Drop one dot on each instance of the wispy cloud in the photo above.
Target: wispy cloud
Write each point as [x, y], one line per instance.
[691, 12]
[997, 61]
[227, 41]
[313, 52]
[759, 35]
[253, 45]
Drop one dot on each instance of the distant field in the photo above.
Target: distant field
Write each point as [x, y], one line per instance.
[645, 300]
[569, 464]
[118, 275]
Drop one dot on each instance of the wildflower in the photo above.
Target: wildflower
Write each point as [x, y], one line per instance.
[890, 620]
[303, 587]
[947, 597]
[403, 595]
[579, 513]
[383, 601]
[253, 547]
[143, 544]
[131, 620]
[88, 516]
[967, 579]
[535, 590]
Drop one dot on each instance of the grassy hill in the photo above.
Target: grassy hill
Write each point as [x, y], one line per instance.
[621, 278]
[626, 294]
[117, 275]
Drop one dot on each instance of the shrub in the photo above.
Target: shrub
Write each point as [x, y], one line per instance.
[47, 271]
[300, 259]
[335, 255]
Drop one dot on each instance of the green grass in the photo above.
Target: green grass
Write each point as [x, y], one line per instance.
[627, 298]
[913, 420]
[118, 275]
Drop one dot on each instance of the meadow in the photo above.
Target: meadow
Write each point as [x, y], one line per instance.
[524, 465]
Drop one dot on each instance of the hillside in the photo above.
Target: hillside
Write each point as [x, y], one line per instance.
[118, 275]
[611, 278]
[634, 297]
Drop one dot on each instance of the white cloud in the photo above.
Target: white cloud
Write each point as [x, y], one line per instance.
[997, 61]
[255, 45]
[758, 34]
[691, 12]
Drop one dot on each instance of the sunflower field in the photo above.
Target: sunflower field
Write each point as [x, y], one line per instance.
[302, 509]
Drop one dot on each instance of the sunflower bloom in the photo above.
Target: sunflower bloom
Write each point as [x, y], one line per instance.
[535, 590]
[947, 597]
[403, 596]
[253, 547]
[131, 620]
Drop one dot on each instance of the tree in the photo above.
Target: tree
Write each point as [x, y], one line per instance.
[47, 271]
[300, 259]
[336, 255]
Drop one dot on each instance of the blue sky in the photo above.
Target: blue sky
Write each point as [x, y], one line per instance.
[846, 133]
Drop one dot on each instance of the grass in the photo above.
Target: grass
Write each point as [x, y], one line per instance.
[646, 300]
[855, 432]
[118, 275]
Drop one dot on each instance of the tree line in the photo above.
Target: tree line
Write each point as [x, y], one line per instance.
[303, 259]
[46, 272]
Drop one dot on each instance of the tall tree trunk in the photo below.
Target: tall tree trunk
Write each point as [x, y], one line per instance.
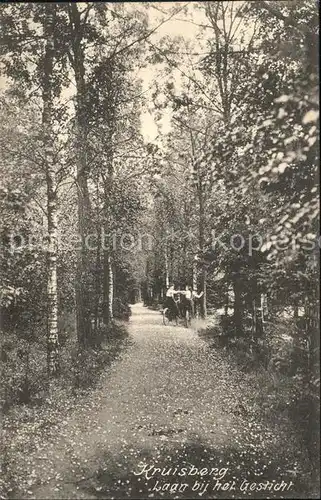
[82, 279]
[108, 288]
[237, 305]
[47, 115]
[166, 268]
[202, 246]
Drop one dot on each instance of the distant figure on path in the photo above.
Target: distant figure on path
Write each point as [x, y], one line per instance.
[170, 301]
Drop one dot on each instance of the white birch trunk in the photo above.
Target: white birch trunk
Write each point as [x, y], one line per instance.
[47, 95]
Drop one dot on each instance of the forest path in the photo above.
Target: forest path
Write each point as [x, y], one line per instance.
[169, 400]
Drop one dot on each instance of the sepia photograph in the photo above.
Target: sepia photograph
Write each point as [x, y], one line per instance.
[159, 250]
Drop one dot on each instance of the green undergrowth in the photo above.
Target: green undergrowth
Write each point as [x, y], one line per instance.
[275, 384]
[31, 406]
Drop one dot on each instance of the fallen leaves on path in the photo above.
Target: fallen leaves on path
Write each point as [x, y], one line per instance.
[169, 399]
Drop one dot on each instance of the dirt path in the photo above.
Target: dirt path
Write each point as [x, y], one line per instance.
[169, 401]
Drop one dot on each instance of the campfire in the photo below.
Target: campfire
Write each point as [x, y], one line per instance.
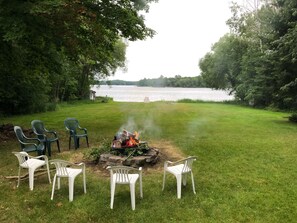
[126, 139]
[127, 149]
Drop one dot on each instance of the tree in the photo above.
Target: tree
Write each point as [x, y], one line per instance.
[58, 47]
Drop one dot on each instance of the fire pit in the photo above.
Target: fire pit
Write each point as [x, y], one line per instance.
[128, 150]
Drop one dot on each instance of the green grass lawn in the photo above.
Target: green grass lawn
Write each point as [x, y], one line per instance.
[246, 169]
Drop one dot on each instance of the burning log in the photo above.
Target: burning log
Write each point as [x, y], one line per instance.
[125, 139]
[128, 143]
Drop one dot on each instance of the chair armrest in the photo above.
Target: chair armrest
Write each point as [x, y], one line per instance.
[38, 157]
[51, 131]
[30, 138]
[169, 163]
[84, 129]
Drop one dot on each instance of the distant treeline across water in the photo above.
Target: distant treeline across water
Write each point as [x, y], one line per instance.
[177, 81]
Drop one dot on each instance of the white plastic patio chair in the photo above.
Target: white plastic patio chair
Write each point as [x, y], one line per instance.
[31, 163]
[68, 170]
[125, 175]
[180, 169]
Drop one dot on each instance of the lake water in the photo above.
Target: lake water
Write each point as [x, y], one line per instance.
[139, 94]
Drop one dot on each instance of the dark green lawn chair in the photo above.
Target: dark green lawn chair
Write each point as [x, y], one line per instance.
[75, 131]
[29, 144]
[45, 136]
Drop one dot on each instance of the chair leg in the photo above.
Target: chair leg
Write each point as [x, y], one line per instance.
[77, 143]
[53, 188]
[84, 181]
[178, 182]
[59, 183]
[19, 178]
[184, 176]
[49, 177]
[69, 142]
[164, 179]
[140, 185]
[58, 145]
[132, 194]
[49, 149]
[193, 182]
[71, 188]
[31, 178]
[87, 138]
[112, 190]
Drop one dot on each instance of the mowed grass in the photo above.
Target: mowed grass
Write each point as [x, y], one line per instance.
[246, 169]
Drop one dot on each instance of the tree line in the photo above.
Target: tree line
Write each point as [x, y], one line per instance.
[257, 60]
[177, 81]
[52, 51]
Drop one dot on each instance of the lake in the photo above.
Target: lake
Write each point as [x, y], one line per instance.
[140, 94]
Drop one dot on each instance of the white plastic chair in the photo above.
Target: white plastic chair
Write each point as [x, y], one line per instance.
[31, 163]
[68, 170]
[180, 169]
[122, 175]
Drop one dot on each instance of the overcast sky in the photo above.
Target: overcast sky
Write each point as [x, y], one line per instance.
[186, 30]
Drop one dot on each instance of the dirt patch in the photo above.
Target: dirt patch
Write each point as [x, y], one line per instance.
[166, 149]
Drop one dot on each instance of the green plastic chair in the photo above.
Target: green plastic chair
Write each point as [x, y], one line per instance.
[75, 131]
[29, 144]
[45, 136]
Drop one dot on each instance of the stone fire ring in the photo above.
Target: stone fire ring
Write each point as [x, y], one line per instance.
[151, 158]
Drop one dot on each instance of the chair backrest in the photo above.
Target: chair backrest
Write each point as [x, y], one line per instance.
[121, 173]
[38, 128]
[71, 124]
[188, 162]
[22, 158]
[20, 135]
[61, 167]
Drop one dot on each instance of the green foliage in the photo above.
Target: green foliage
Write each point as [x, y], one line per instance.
[176, 81]
[245, 171]
[53, 50]
[257, 61]
[293, 117]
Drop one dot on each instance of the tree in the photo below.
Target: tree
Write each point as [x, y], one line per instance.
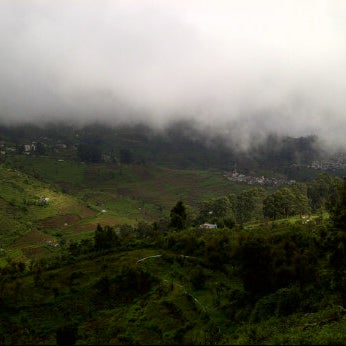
[66, 335]
[89, 152]
[337, 207]
[126, 156]
[105, 238]
[178, 216]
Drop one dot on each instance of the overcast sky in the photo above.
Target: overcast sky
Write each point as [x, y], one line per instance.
[253, 66]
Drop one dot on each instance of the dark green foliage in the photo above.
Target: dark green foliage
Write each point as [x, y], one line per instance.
[105, 238]
[337, 207]
[178, 216]
[66, 335]
[89, 152]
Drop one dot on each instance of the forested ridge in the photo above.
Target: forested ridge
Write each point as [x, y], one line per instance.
[280, 281]
[104, 241]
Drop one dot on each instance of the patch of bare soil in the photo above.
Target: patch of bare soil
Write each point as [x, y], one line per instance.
[59, 221]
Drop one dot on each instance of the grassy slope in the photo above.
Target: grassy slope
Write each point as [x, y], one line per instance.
[81, 196]
[170, 312]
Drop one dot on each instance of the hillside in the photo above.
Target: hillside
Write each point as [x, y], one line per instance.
[139, 253]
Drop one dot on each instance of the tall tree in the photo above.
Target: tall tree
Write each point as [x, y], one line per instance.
[178, 216]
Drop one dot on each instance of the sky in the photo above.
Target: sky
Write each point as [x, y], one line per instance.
[241, 68]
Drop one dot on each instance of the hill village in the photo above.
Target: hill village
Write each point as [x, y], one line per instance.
[252, 180]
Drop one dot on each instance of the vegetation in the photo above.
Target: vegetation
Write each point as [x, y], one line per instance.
[120, 252]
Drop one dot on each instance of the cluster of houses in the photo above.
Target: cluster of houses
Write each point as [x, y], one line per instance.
[252, 180]
[28, 148]
[335, 163]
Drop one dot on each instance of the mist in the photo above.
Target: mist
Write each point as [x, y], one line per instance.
[241, 69]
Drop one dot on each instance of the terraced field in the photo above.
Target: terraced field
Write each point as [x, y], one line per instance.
[65, 200]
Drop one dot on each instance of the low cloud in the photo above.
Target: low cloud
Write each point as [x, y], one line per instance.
[242, 68]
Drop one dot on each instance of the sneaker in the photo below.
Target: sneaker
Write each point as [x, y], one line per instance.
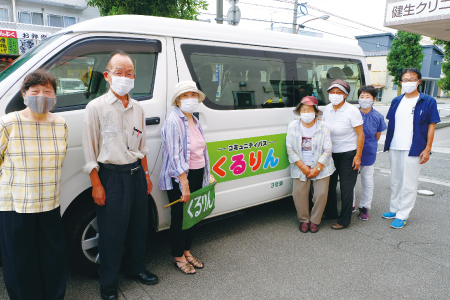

### THE PROBLEM
Output as a Markdown table, with columns headed "Row" and "Line Text", every line from the one containing "Drop one dot on each instance of the terraced" through the last line, both included. Number each row, leave out blank lines and pictures, and include nothing else.

### OUTPUT OF THE TASK
| Row | Line Text |
|---|---|
| 1 | Drop one dot on each instance of the terraced field in the photo above. |
| 2 | Target: terraced field |
| 3 | Write each point as [x, y], one line per instance. |
| 4 | [65, 200] |
| 5 | Drop one dot on each instance of the low cloud in the photo above. |
| 6 | Target: low cloud |
| 7 | Write each point as [x, y], one line per instance. |
| 8 | [242, 68] |
| 9 | Drop one dot on each instance of the sneaker in the photo below. |
| 10 | Target: sneaker |
| 11 | Write each point as [x, y], one line per instance. |